From the entries below, reproduce exactly the line containing "Target: beige siding", the line containing "Target: front door", and every line in between, with nothing added.

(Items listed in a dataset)
○ ○ ○ ○
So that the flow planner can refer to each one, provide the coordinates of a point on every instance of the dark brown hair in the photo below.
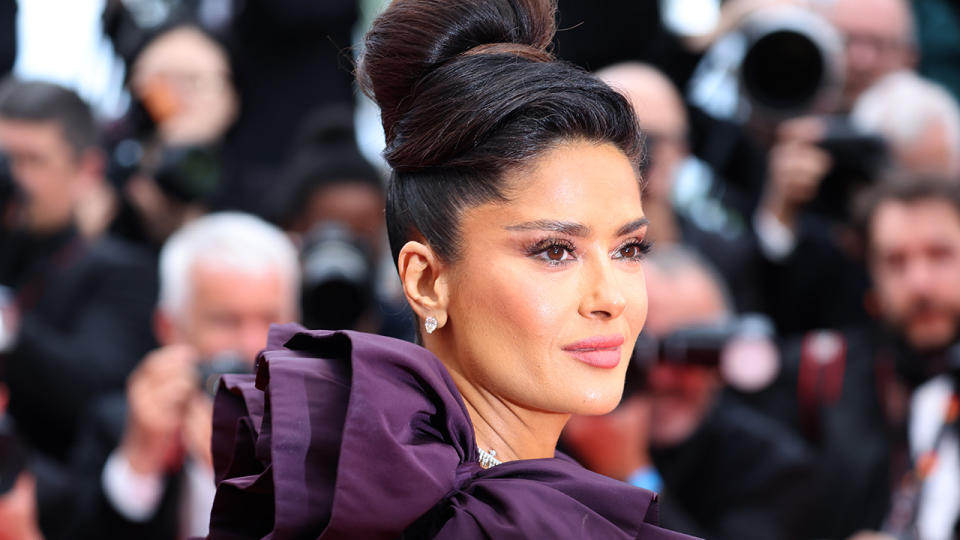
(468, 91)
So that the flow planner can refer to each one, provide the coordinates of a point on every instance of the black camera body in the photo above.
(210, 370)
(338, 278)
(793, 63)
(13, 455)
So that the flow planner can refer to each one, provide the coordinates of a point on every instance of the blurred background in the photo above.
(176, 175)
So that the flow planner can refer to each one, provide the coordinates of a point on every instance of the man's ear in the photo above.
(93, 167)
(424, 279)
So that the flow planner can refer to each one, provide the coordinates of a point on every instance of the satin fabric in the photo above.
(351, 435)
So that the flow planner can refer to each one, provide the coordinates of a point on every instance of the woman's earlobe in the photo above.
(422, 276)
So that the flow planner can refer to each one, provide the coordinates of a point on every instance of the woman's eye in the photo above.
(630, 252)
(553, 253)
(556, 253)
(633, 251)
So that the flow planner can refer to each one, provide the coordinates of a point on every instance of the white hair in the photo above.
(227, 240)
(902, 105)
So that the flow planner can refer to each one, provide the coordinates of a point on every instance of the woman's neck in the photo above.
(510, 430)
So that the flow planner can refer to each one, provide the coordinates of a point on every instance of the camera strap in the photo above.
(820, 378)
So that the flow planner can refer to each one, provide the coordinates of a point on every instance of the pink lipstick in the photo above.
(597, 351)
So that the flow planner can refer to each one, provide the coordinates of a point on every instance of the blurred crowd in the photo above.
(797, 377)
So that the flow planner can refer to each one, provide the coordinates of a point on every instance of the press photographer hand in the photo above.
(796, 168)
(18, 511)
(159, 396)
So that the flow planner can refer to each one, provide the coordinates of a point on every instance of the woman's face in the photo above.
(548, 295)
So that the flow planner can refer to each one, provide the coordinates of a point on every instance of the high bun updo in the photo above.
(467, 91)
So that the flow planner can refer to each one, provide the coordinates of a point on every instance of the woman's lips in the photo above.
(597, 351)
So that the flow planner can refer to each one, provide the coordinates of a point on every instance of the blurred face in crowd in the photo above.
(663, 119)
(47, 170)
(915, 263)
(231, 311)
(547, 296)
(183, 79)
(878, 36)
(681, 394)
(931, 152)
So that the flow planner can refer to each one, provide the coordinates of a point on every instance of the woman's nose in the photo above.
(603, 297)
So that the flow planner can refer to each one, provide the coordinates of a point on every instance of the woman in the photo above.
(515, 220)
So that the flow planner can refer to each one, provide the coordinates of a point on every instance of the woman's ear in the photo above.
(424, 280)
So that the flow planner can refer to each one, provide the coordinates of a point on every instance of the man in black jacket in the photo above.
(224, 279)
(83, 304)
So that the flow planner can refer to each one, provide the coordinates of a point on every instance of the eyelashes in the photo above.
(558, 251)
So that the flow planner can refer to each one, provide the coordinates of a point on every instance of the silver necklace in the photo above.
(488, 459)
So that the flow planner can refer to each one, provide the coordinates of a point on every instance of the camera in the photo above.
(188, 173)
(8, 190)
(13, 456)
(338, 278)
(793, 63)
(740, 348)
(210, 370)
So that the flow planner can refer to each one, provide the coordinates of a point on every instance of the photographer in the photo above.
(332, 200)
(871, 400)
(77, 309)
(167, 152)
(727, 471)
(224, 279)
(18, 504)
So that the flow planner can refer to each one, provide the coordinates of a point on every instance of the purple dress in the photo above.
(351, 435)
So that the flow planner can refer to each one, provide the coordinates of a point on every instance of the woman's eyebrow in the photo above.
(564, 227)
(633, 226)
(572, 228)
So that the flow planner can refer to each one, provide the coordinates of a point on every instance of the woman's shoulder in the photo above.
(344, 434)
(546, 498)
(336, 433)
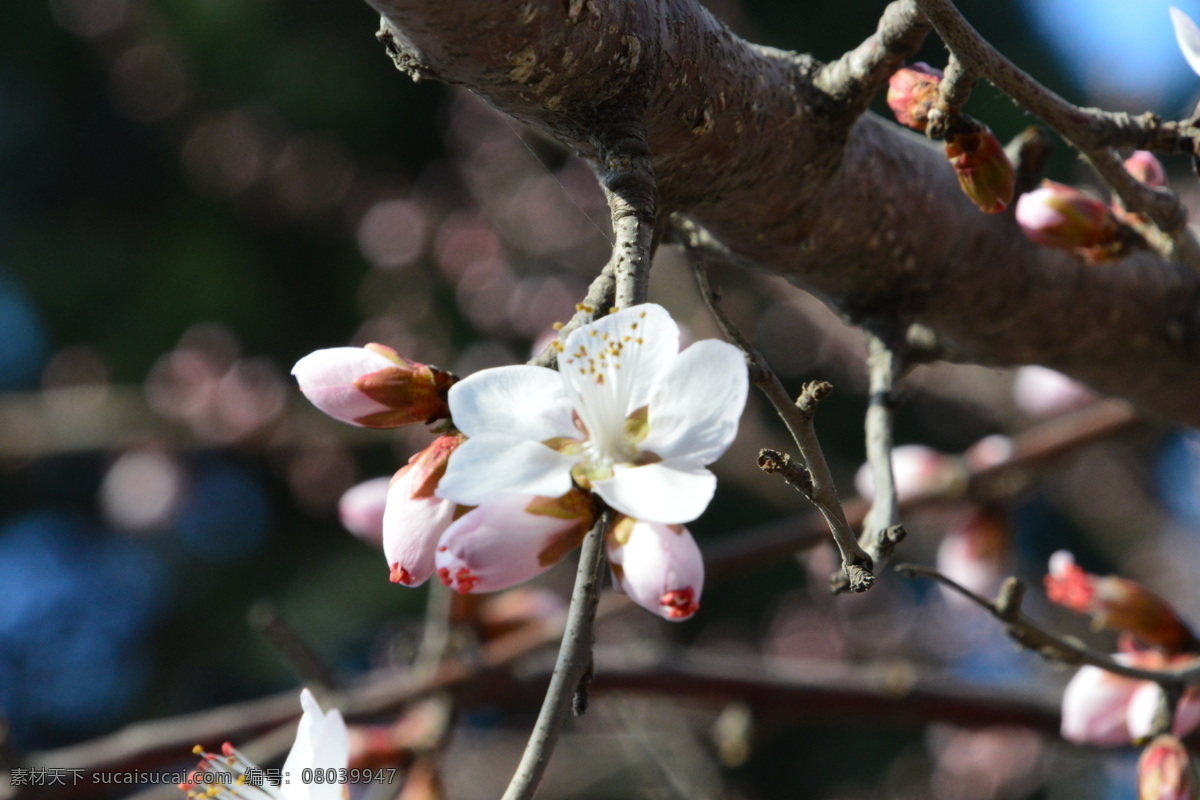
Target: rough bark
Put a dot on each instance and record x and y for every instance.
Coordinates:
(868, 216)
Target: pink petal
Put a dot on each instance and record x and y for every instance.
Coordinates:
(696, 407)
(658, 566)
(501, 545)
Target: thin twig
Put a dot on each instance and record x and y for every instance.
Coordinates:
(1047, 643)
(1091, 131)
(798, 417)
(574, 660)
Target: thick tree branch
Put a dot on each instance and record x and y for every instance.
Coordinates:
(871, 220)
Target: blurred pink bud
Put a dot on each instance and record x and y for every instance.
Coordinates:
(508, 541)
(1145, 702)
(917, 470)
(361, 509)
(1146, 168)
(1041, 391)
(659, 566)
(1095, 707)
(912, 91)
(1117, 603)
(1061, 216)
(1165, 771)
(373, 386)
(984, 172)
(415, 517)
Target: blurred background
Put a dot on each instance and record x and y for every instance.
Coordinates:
○ ○ ○ ○
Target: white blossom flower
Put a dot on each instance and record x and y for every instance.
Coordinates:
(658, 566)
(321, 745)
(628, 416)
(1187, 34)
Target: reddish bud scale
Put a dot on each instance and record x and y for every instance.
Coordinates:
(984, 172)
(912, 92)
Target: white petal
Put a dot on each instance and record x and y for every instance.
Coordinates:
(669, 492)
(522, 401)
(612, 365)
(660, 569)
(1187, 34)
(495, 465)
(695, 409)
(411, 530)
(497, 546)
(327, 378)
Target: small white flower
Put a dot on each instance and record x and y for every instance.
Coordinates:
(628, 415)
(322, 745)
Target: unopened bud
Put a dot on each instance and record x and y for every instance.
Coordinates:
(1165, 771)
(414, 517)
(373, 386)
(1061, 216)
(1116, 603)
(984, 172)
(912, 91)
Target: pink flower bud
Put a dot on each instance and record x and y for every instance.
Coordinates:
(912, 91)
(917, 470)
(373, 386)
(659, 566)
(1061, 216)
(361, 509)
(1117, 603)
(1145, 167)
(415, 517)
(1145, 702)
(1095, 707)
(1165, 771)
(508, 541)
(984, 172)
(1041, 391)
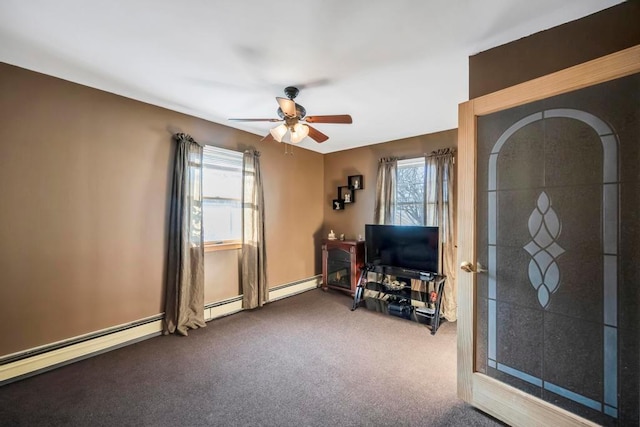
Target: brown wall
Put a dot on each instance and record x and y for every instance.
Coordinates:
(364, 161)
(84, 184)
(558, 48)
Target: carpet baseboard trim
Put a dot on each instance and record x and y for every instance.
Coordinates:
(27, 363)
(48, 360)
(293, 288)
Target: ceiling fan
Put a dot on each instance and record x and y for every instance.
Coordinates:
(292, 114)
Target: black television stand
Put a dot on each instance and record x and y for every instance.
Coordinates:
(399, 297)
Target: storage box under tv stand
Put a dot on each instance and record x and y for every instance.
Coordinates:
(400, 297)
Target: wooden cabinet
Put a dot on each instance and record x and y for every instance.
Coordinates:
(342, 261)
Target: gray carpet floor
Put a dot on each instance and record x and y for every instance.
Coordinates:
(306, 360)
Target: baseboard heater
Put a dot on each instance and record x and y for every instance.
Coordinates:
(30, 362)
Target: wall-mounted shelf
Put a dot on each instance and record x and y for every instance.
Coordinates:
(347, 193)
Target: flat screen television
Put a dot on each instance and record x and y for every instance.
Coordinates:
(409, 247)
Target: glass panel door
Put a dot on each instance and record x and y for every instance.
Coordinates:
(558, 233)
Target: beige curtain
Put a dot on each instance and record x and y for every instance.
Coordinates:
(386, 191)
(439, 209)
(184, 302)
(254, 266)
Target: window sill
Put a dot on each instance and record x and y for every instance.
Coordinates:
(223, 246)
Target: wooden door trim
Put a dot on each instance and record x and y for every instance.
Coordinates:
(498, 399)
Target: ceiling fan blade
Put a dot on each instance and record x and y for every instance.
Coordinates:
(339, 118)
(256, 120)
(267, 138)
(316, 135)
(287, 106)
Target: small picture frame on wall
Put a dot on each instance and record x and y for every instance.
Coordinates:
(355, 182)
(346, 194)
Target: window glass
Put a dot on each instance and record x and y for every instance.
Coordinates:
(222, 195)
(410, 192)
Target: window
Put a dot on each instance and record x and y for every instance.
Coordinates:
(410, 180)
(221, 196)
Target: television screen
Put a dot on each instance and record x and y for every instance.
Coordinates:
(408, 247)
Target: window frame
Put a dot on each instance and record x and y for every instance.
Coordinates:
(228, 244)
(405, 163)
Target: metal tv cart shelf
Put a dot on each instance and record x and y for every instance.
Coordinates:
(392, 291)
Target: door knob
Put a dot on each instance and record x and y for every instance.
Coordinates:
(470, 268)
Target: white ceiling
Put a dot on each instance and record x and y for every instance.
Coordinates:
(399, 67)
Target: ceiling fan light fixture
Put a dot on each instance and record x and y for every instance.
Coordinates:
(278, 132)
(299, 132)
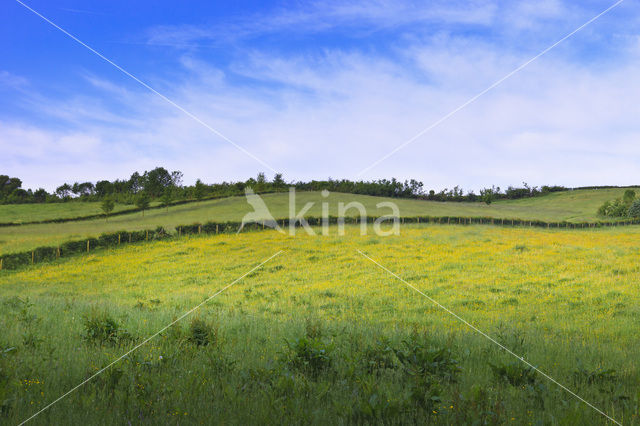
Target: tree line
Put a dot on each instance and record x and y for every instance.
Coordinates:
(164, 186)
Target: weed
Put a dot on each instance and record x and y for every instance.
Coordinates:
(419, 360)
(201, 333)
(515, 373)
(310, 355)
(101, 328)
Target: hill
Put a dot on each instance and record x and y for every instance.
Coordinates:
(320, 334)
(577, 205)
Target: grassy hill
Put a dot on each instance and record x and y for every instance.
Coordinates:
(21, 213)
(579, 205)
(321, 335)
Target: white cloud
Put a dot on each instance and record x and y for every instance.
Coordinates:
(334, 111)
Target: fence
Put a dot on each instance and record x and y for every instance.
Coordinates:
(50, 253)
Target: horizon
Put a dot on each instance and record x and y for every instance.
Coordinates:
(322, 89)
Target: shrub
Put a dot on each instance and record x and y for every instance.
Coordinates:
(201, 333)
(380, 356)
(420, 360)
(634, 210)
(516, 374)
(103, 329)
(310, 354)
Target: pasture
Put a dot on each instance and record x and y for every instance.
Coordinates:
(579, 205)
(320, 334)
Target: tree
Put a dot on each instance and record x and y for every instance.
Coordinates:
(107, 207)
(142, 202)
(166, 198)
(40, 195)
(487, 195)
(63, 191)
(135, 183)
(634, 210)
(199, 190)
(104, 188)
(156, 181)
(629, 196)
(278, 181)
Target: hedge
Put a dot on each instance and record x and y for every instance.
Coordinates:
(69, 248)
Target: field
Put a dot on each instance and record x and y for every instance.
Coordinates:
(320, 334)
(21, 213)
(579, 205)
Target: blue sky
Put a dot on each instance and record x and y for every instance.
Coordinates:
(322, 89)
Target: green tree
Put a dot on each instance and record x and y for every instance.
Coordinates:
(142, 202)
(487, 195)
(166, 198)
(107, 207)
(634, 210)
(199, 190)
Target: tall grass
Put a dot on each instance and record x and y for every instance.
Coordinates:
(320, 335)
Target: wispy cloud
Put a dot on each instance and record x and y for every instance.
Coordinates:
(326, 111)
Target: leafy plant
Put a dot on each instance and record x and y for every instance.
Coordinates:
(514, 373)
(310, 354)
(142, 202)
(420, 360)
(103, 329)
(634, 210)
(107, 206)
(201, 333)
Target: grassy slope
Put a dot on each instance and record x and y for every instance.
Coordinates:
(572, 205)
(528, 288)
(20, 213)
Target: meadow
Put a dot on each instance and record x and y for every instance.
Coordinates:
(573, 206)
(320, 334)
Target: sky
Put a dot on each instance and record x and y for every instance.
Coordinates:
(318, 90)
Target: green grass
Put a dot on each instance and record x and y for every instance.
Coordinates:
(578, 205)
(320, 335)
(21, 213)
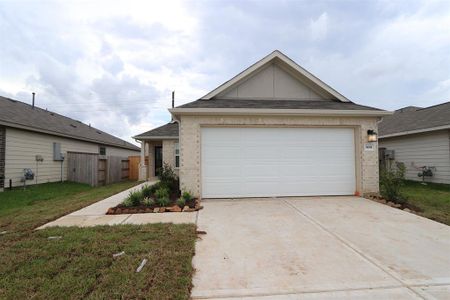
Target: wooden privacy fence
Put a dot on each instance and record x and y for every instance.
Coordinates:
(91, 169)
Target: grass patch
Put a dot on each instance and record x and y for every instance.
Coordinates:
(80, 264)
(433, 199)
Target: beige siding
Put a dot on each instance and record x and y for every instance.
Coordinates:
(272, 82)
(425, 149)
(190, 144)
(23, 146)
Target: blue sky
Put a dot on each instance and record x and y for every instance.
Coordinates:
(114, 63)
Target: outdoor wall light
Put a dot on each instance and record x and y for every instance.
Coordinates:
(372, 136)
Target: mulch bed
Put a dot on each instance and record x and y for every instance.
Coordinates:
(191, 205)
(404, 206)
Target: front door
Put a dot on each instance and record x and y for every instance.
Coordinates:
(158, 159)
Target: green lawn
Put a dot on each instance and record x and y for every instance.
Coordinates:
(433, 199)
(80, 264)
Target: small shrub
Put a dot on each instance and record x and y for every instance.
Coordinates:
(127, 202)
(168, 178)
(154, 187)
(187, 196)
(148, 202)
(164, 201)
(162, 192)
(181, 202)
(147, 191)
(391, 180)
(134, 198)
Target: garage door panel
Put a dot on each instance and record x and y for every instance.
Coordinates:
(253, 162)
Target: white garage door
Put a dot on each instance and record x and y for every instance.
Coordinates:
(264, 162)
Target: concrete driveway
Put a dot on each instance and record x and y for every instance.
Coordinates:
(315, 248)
○ ○ ○ ○
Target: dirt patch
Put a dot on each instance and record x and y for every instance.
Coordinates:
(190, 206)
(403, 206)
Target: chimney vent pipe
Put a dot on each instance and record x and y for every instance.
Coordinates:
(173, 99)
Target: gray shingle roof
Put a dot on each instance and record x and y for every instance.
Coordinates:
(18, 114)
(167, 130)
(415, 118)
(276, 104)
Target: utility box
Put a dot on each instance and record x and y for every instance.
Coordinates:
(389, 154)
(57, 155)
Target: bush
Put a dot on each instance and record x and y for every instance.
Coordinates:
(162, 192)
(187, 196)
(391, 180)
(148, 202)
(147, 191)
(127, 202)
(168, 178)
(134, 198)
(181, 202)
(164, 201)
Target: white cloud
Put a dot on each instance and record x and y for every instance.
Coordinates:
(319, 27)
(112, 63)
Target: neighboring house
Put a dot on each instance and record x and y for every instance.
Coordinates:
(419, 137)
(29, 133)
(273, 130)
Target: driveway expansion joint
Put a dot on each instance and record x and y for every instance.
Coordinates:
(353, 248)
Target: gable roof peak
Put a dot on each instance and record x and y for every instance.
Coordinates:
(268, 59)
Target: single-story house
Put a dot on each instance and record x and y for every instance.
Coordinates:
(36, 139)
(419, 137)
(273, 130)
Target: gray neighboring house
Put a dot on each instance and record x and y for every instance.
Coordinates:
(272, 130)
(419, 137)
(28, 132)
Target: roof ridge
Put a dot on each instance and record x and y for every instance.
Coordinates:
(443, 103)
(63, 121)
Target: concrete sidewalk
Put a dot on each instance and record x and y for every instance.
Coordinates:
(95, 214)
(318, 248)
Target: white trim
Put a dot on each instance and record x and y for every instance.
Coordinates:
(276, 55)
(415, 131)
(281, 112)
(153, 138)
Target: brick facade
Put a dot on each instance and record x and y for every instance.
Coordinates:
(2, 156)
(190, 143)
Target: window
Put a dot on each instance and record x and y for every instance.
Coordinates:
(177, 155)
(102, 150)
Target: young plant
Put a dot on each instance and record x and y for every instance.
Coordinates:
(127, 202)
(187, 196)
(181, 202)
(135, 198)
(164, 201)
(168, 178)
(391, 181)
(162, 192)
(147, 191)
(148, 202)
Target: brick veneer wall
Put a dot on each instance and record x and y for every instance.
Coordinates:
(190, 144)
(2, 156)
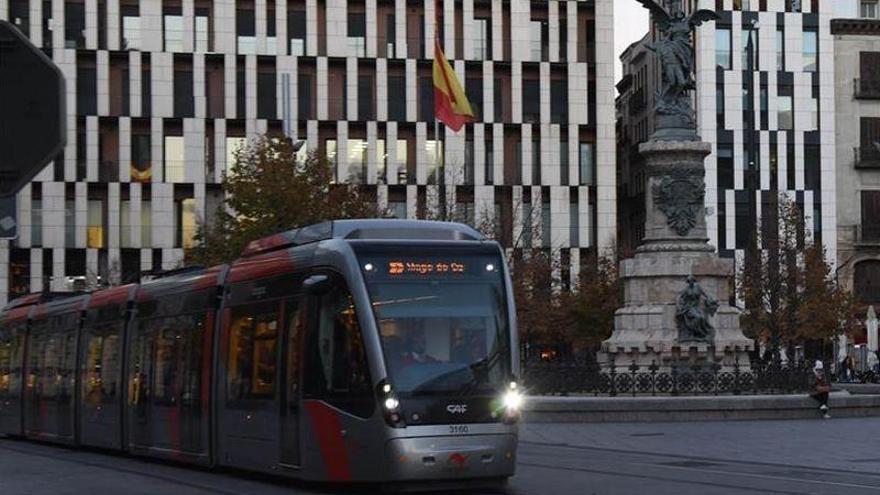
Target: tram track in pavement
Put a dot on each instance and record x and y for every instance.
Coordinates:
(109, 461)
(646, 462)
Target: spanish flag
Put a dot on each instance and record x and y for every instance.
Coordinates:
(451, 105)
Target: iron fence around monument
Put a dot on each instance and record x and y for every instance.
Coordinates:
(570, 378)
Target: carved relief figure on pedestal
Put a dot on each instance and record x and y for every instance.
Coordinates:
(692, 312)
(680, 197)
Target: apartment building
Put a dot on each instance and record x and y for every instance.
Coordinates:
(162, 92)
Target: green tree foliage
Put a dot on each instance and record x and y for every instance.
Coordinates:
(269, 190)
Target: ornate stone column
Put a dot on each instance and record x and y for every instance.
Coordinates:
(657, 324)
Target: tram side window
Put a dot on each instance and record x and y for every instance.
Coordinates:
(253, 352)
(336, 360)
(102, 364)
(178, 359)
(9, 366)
○ ○ ○ ○
Task answer:
Target: beige siding
Put a dot on each instance and record x and y for every instance.
Coordinates:
(272, 82)
(425, 149)
(190, 144)
(23, 146)
Target: blue sky
Put a dot on each instance and record x and y for every instance.
Coordinates:
(114, 63)
Target: outdoor wall light
Put a dot on each instance and record x and y for every instance.
Coordinates:
(372, 136)
Target: mulch bed
Put a dot on each instance and record x and y for every instance.
Coordinates:
(191, 205)
(404, 206)
Target: front door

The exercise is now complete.